[Activity] Every entry must come back exactly as it was given.

Input Start Marker

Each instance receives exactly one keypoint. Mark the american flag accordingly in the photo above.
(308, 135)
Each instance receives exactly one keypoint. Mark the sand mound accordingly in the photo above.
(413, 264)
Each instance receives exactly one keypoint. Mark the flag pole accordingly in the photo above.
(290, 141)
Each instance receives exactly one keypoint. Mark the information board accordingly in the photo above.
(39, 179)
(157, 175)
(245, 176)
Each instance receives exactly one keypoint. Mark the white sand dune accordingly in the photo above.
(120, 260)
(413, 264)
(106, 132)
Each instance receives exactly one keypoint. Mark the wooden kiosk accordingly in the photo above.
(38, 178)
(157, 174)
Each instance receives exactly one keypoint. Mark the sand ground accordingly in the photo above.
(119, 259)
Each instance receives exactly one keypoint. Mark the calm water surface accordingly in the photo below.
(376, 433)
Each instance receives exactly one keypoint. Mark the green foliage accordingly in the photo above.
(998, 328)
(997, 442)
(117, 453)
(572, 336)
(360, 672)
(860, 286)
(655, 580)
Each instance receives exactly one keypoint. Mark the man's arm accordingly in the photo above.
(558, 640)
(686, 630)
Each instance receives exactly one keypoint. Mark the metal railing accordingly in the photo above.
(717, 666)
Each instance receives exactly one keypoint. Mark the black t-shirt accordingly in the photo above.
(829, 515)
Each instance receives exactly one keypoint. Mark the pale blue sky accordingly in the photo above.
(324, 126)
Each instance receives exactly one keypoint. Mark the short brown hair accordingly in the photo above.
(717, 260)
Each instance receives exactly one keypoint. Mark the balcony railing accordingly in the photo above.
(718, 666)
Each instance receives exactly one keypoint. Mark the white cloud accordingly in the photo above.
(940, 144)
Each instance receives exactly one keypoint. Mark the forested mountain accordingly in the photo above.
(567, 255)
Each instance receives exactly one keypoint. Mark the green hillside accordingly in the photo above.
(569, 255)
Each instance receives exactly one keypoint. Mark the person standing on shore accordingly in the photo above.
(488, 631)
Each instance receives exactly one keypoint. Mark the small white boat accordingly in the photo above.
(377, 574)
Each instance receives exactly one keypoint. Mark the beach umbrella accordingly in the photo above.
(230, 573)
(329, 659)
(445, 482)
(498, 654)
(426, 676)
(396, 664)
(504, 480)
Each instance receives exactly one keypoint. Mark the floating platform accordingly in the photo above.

Input End Marker

[Exercise output]
Each instance receives exactly one keypoint. Mark the american flag accordingly in the photo above.
(308, 135)
Each instance receives exactly one keypoint. Mark the sand mound accordingly in the photo above.
(413, 264)
Each instance receives exactly one keypoint. Mark the flag pole accordingly in the photo above.
(290, 141)
Each instance receives exactly one keypoint. Mark the information board accordingly in the photo above.
(39, 179)
(157, 175)
(245, 176)
Each instance receives exactly one keypoint. Mark the white sand dune accordingly in the photo above.
(120, 260)
(413, 264)
(106, 132)
Each instance receives exactly one keypoint. Mark the wooden kiosk accordingly in the photo above.
(38, 178)
(157, 174)
Each instance receives exactly one keypoint. Mark the sand ground accordingly in the photo above.
(119, 259)
Each instance receives exactly one keypoint. Mark the calm water surface accordingly in the photo below.
(376, 433)
Each instance receives exactly one keypoint. Mark the green foliage accordingly in the photo above.
(998, 328)
(997, 442)
(117, 453)
(572, 336)
(360, 672)
(860, 286)
(655, 580)
Each instance receives exactly one keypoint. Mark the man's arm accordingly in the photo above.
(558, 640)
(686, 630)
Each instance receives exactly one keypoint. Mark the metal railing accordingly in the photo above.
(717, 666)
Each instance receives exactly one keypoint. Mark the black t-shirt accordingly in the photo above.
(829, 515)
Each instance receives exactly one keypoint. Mark the pale blue sky accordingly in the photo above.
(324, 126)
Each instance receives exactly one keypoint. Mark the short brown hair accordingly in the photo above.
(717, 260)
Each instance receives exactly one keypoint. Mark the balcony railing accordingly in the photo above.
(718, 666)
Each instance receives exactly one keypoint. Mark the white cloud accordingly in the photo above.
(940, 144)
Each instance receives exactly one keypoint. Mark the forested mountain accordingly in the photo above.
(567, 255)
Each instance receives exactly one keypoint. Mark the green hillside accordingly in the photo above.
(569, 255)
Each instance receives exactly one keypoint. Mark the person standing on shore accordingly in the photo above.
(488, 631)
Each instance receives exactly one keypoint. Mark the small white boat accordingly in the photo above.
(377, 574)
Each instance receives exactly one keypoint. Mark the beach umbrella accordingly in the photo above.
(230, 573)
(329, 659)
(445, 482)
(498, 654)
(426, 676)
(396, 664)
(504, 480)
Each instance receives exactly one keypoint. Mark the floating platform accordingly in the photo above.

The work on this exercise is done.